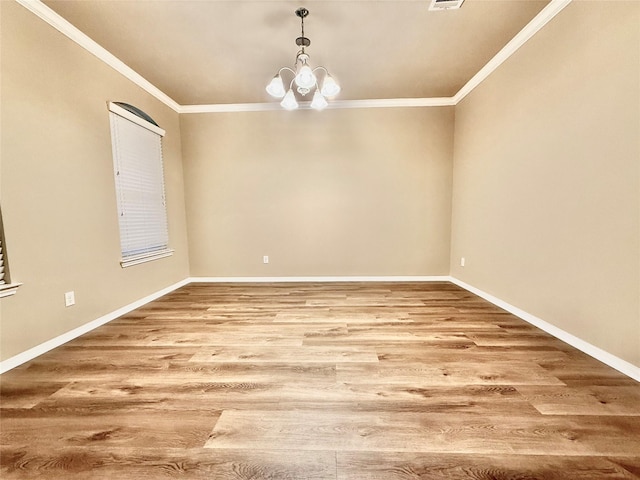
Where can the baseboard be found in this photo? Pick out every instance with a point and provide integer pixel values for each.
(38, 350)
(321, 279)
(605, 357)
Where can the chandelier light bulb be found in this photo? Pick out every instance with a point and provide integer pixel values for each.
(329, 87)
(276, 87)
(318, 102)
(289, 101)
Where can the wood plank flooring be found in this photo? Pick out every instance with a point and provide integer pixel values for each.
(343, 381)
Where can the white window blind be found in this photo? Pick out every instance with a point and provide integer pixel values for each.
(7, 287)
(137, 160)
(2, 280)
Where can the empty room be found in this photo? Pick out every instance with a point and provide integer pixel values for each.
(329, 240)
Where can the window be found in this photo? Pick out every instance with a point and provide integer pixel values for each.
(137, 161)
(6, 287)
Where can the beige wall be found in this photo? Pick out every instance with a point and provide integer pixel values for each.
(546, 206)
(58, 194)
(338, 192)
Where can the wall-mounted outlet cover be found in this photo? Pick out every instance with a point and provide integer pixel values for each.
(69, 299)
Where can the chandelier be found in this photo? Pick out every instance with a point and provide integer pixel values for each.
(304, 78)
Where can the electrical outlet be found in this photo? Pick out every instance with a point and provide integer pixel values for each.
(69, 299)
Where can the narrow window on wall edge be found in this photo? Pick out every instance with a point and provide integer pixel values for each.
(7, 287)
(137, 164)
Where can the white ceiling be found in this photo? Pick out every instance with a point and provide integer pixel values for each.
(225, 52)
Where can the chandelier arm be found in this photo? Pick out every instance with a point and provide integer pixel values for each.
(287, 69)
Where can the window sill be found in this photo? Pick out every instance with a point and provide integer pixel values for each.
(146, 257)
(9, 289)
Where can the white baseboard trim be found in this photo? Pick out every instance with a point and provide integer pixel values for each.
(17, 360)
(605, 357)
(321, 279)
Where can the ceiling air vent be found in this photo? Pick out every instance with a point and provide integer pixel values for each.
(445, 4)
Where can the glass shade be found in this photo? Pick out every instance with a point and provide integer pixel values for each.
(318, 102)
(330, 87)
(276, 87)
(305, 78)
(289, 101)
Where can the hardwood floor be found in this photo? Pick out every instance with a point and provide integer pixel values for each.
(345, 381)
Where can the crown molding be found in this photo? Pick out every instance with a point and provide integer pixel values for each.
(52, 18)
(63, 26)
(336, 104)
(545, 16)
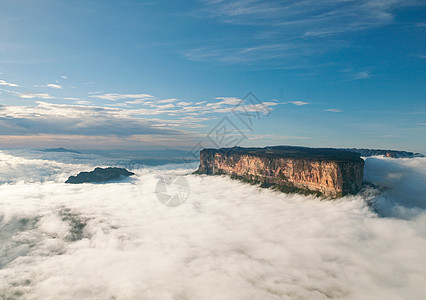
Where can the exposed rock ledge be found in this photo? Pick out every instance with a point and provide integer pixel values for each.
(100, 175)
(323, 171)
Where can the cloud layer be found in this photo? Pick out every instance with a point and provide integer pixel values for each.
(229, 240)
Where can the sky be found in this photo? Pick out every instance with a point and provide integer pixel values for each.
(212, 73)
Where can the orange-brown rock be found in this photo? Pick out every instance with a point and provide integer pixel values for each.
(330, 172)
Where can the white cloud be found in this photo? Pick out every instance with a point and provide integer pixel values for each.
(115, 97)
(83, 102)
(5, 83)
(35, 95)
(167, 100)
(50, 85)
(230, 239)
(360, 75)
(59, 119)
(299, 103)
(333, 110)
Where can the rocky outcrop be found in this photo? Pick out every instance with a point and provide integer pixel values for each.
(387, 153)
(330, 172)
(100, 175)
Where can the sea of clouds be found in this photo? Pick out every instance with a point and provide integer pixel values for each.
(229, 240)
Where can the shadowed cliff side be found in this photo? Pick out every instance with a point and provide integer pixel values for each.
(322, 171)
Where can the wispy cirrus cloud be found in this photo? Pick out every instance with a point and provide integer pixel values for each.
(48, 118)
(299, 103)
(35, 95)
(115, 97)
(360, 75)
(309, 28)
(333, 110)
(50, 85)
(5, 83)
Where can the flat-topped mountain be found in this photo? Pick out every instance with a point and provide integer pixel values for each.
(100, 175)
(323, 171)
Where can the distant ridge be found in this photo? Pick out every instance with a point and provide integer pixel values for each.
(387, 153)
(59, 150)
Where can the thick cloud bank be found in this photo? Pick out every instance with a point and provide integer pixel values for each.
(229, 240)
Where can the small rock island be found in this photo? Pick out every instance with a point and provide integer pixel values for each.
(100, 175)
(321, 171)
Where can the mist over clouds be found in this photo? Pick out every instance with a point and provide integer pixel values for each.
(229, 240)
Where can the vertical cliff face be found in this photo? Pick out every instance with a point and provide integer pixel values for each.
(330, 172)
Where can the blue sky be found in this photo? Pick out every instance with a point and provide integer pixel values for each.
(164, 74)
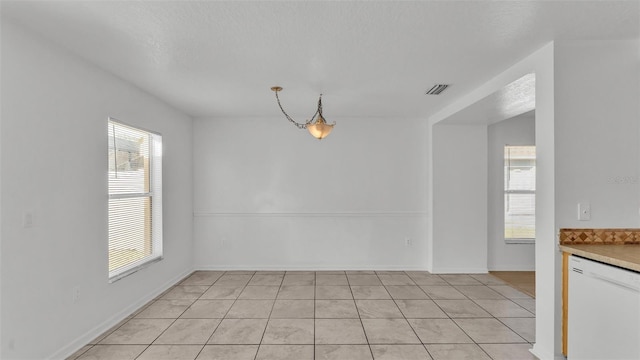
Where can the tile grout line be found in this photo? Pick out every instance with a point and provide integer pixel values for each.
(359, 316)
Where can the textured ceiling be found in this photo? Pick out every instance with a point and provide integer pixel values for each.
(368, 58)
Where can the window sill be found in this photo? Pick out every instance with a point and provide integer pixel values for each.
(134, 269)
(519, 241)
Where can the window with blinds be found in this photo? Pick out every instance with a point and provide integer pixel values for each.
(519, 192)
(135, 198)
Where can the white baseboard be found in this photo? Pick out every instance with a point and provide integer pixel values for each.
(512, 267)
(307, 268)
(83, 340)
(443, 270)
(537, 353)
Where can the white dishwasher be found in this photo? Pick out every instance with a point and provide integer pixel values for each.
(604, 312)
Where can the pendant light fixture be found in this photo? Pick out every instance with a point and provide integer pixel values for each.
(317, 126)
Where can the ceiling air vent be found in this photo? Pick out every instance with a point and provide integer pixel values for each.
(436, 89)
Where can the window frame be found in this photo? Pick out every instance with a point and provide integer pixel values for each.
(506, 192)
(154, 194)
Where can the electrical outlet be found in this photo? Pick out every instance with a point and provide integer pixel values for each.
(584, 211)
(76, 294)
(27, 219)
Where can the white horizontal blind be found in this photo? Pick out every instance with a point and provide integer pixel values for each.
(519, 192)
(135, 198)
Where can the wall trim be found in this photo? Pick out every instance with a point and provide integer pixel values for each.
(441, 270)
(311, 214)
(308, 268)
(535, 351)
(83, 340)
(511, 267)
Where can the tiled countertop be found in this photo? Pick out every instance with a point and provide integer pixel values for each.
(625, 256)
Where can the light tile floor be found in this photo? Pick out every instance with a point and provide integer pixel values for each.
(326, 315)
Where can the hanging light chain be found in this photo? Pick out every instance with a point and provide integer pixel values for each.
(297, 124)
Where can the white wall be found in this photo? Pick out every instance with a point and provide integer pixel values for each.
(597, 89)
(519, 130)
(460, 200)
(547, 257)
(271, 196)
(54, 159)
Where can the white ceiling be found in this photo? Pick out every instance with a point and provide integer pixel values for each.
(369, 59)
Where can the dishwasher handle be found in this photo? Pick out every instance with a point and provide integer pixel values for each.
(615, 282)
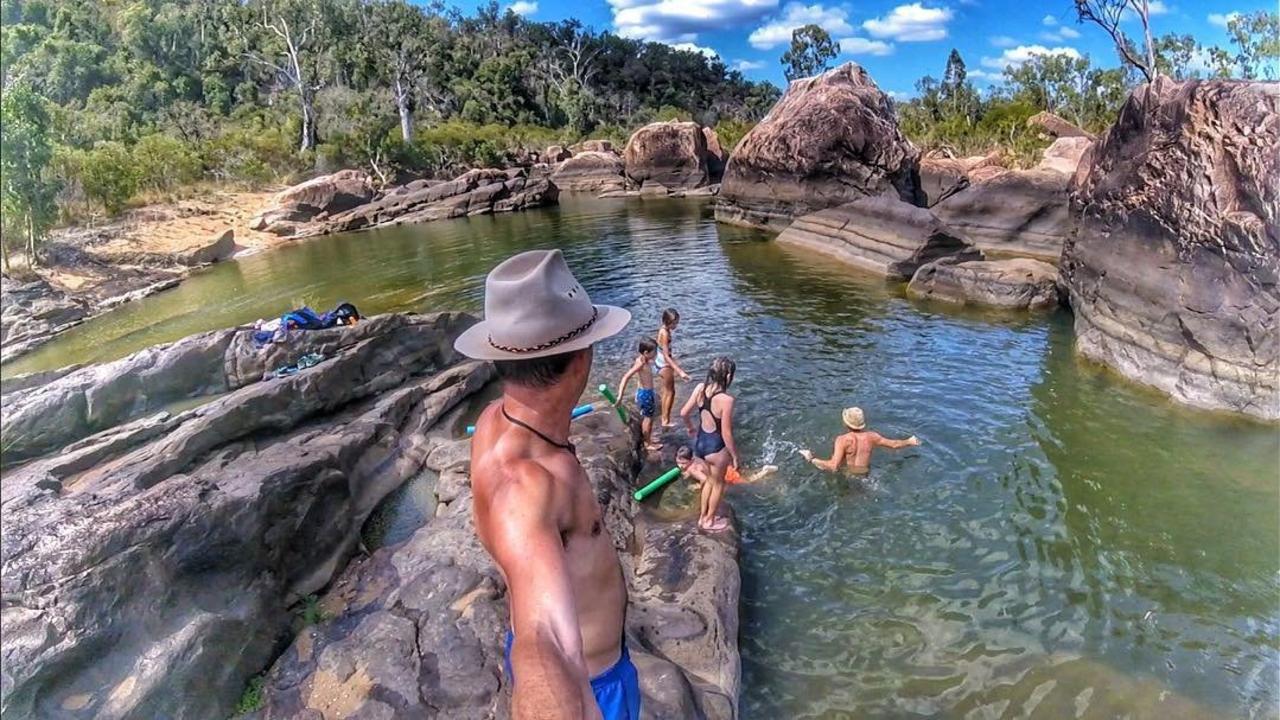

**Description of the task:** The expected output is the material above, repeated exactly and free of pictures.

**Reply to the exercise:**
Where can the baseboard be found in this photo? Pick out every instance with a point and provide integer pixel values for each.
(38, 350)
(321, 279)
(605, 357)
Where can the chandelier light bulb be found in this photo? Pick out every instance with a point and provide integer pixel values for each.
(329, 87)
(276, 87)
(318, 102)
(289, 101)
Where can the wood plank flooring be found in this photo? Pick out every instance with a point and provide integer pixel values for each.
(343, 381)
Where can the white window blind be found in this photo? Pick out every instance with a point and provide integer pixel values for each.
(7, 287)
(137, 160)
(2, 280)
Where can the empty room be found in this photo? Pick out every instance with a point and provide integer pixel values for each.
(329, 240)
Where can the window be found in this photo? Pick out every instance with a point and provide integer pixel values for each.
(137, 161)
(6, 287)
Where can the beige wall be found in this photo? Pick out every instance with a point and provide integer pixel values for each.
(546, 206)
(58, 194)
(338, 192)
Where can the wall-mounted outlet cover be found in this photo? Pick out every instance with a point and provide integer pixel values for each.
(69, 299)
Where can the chandelier be found in this photo? Pick out every instance with a point and provide integer pixel values for each.
(304, 78)
Where can the electrical outlet be found in this photo? Pick out every instance with a point and provide integer pixel values for each.
(69, 299)
Where can the narrow window on wall edge be found in this photo? Pick out every instance with a point and provide integer pixel values for each.
(7, 287)
(137, 164)
Where can the white ceiling be found in this photo? Pick out every instance with a point and provide integer pixel values for each.
(225, 52)
Where can the chandelier arm be found in this photo? Pick out every instance with a point and provide integer pixel values for each.
(287, 69)
Where can the window sill be found in this photo? Pick out every instance with a point and provide integer pixel values for each.
(146, 257)
(9, 289)
Where can the white baseboard trim be found in this photo? Pick out every instance with a point and provide integer pixel values for each.
(17, 360)
(605, 357)
(321, 279)
Where can the ceiling air vent be found in this photo? Pick out every instance with a point and provide integer pixel values for each.
(445, 4)
Where can the glass shade be found in this photo? Pick out every instance with a point and provide integer pixel values for each.
(318, 102)
(330, 87)
(276, 87)
(305, 78)
(289, 101)
Where can the hardwood floor be found in this photo? Pick out every instance with a point and provide integer pixel values for each.
(345, 381)
Where can the crown molding be found in this photo? Pick out every instance with a point and provide integer pixel values for each.
(52, 18)
(63, 26)
(336, 104)
(545, 16)
Where can the exposed rock ledge be found in this photo? Pick out every instance with a point and provide integer pixel values for each.
(100, 175)
(323, 171)
Where can the cloud layer be found in this photo? Pick out every instance with a point and provide integer pixel values for each.
(229, 240)
Where can the sky be found in this photo? Pick out every instance with a point and provide integer pixel values for each.
(212, 73)
Where can the orange-brown rock be found in this photo? Pick out every instance with a point and provide integer pixel values for each.
(330, 172)
Where can the white cloud be found in this photo? Pick out every instance with a point and provide integer pixel values for each.
(115, 97)
(83, 102)
(5, 83)
(35, 95)
(167, 100)
(50, 85)
(230, 239)
(360, 75)
(59, 119)
(299, 103)
(333, 110)
Where can the rocky outcrop be found in this photo? Pick out every instance with a point and provide integer pixel values for each.
(387, 153)
(330, 172)
(100, 175)
Where can the sea of clouds be found in this photo? Pick out every instance with a point and provide integer pixel values for each.
(229, 240)
Where can the shadowed cliff side be found in this photo? Pick out every instance with a point and provide integer pixel values for each.
(322, 171)
Where can the wispy cirrus cloud be found in this photo? Pick out every instance with a point and provide integer pixel values for each.
(48, 118)
(299, 103)
(35, 95)
(115, 97)
(360, 75)
(309, 28)
(333, 110)
(50, 85)
(5, 83)
Where can the flat-topped mountain be found in this photo? Pick out every instance with a point and provide integer pixel values for each.
(100, 175)
(323, 171)
Where can the distant ridge be found in this photo? Pick out every instance with a point and provide integer pixel values for each.
(387, 153)
(59, 150)
Where can the thick cloud bank be found in this photo? Pick out every instance with a point and provide integer pixel values for each.
(229, 240)
Where can the small rock island be found in this photo? Pick out every instance with a point and provide integer pixel values for each.
(100, 175)
(321, 171)
Where can the mist over clouds be found in this photo? Pick out every instance with a point and provide integer pixel values for each.
(229, 240)
Where can the vertical cliff face be found in this photo? Pick out every instance with a point and provide integer pixel values for each.
(330, 172)
Where can the blue sky be found in this photo? Pick out every instance with a point and provide integer pixel values for each.
(164, 74)
Where can the tile grout line be found in this photo? Pick out every instance with a point and provide integer pixel values for each.
(359, 316)
Where can the textured ceiling be found in this photo? Pick out every instance with a point and provide integer pixel values for each.
(368, 58)
Where can the window sill be found in this photo? Pick out every instance with a point and provide integer pixel values for each.
(134, 269)
(519, 241)
Where can the window with blinds be found in this photo? Pick out every instance with a point and provide integer pixel values for each.
(519, 192)
(135, 198)
Where can the white baseboard be found in this photo? Pick out every instance with a point and provide integer pixel values for each.
(512, 267)
(307, 268)
(83, 340)
(443, 270)
(537, 353)
Where can the white dishwasher be found in this photo? Pick out every instance with a point and provide integer pixel values for each.
(604, 312)
Where can the pendant light fixture be found in this photo? Pick out every instance with a point and provide integer pixel values for each.
(317, 126)
Where can the ceiling air vent be found in this photo? Pick out every instance with a point and provide integer pixel values for each.
(436, 89)
Where can the window frame be found in this photo? Pick out every instance with a point and provide integer pixel values for each.
(506, 192)
(154, 194)
Where can the electrical outlet be found in this photo? Pick out every instance with a point and provide integer pixel values for each.
(584, 211)
(76, 294)
(27, 219)
Where can the white horizontal blind be found in this photo? Pick out every instance with a point and provide integer pixel values for each.
(519, 192)
(135, 198)
Where can the wall trim be found in this photo? Pick out every instance with a point and provide integer pixel values for each.
(441, 270)
(311, 214)
(308, 268)
(535, 351)
(83, 340)
(511, 267)
Where can the tiled countertop be found in this photo? Pick out every instance with a point and provide integer pixel values for each.
(625, 256)
Where can the light tile floor be found in this photo? Pick out every instance with a point and provide integer pixel values for each.
(326, 315)
Where can the hanging light chain be found in this photo? Pick out every instance with a point and provide integer pixel values for each.
(297, 124)
Where can the white wall be found in this photo? Pick out every instance with a point and provide integer pixel values for each.
(597, 89)
(519, 130)
(460, 200)
(547, 257)
(271, 196)
(54, 159)
Where can the white ceiling be found in this photo? Pick out every instance with a point and provide integer pixel values for each.
(369, 59)
Where can the dishwasher handle be found in this photo? Pick out every instance with a point and provide integer pixel values for each.
(615, 282)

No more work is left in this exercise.